• _Passage shown_
↓
Rabbi Jeffrey Astrachan of York’s Temple Beth Israel, York’s largest Jewish congregation, told York media, “It’s more expensive to prepare a kosher meal because of the processes that are involved with the slaughtering and the preparation of the food, but it doesn’t necessarily mean that the food is any better.

“You could give someone two pieces of bread and a piece of cheese and that could be a kosher meal. It doesn’t mean you’re going to get some brisket or matzo ball soup. They could get a kosher meal that still tastes horrible.”

His congregation has approximately 600 people, one percent of whom keep kosher, he added. There is no orthodox Jewish synagogue in the city, so that leaves the question of how many “outsiders” in the prison are Jewish, which has a population of approximately 2,400. Nearly 1 percent claim they are Jewish, which means there are a whole lot of Jews from elsewhere, or more likely, there are a lot of fakes.

Prison officials are trying to figure out to solve the problem. Some of the Jewish wanabees give themselves away quickly, switching back and forth every so often from kosher to non-kosher meals. Apparently, they just can’t give up the bacon and eggs.

A “circumcision check” would not solve the problem because there are plenty of non-Jews who are circumcised. On the other hand, prison officials could tell those who are not circumcised and who claim they are Jewish that they must get a quick operation on you know where. That would probably work.
↑
• _Short exercise 1_
Edit the listing from the line containing "the window with" through its last line, replacing "photograph" with "image" and leaving everything else unchanged.
The kosher meal passage has nothing to do with the listing.

• _Material to process_
↓
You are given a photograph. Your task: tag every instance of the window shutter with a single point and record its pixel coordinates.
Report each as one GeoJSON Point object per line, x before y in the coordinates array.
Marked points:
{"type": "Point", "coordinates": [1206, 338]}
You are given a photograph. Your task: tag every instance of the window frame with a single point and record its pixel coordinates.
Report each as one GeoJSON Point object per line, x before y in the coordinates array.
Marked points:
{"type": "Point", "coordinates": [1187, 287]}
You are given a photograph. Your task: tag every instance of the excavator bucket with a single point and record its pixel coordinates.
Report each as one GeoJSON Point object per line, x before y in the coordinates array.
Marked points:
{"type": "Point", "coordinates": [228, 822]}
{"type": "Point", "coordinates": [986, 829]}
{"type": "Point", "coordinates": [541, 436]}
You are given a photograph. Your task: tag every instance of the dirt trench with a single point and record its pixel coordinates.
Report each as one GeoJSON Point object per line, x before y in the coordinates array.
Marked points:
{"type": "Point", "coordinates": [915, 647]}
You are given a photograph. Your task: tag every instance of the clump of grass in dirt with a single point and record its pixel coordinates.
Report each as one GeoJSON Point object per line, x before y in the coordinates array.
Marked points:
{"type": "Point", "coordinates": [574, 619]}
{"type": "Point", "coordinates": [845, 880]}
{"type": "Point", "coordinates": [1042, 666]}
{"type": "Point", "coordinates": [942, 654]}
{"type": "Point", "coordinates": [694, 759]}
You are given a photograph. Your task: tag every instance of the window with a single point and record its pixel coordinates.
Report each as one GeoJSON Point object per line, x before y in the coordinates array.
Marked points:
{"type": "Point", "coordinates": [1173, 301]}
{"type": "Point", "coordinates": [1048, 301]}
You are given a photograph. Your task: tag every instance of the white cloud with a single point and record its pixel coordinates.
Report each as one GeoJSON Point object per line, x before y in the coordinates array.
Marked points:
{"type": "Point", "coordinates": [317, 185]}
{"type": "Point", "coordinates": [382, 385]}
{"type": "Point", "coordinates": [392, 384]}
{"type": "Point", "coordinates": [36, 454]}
↑
• _Short exercise 2_
Using the kosher meal passage, say whether each statement agrees with it, answering yes or no and quoting the words that decide it: (a) Rabbi Astrachan's congregation has about 600 people. (b) The city has an orthodox Jewish synagogue. (c) The rabbi says a kosher meal is necessarily better food.

• _Expected answer 1_
You are given a image. Your task: tag every instance of the window with a single point and record its pixel coordinates.
Report each as one GeoJSON Point object per line, x before y in the coordinates array.
Marked points:
{"type": "Point", "coordinates": [1173, 301]}
{"type": "Point", "coordinates": [1048, 301]}
You are given a image. Your task: tag every instance of the white cloud with a single point and record its pixel coordinates.
Report each as one GeoJSON Point object per line, x before y in the coordinates array.
Marked points:
{"type": "Point", "coordinates": [317, 185]}
{"type": "Point", "coordinates": [382, 385]}
{"type": "Point", "coordinates": [392, 384]}
{"type": "Point", "coordinates": [36, 454]}

• _Expected answer 2_
(a) Yes: "His congregation has approximately 600 people"
(b) No: "There is no orthodox Jewish synagogue in the city"
(c) No: "it doesn’t necessarily mean that the food is any better"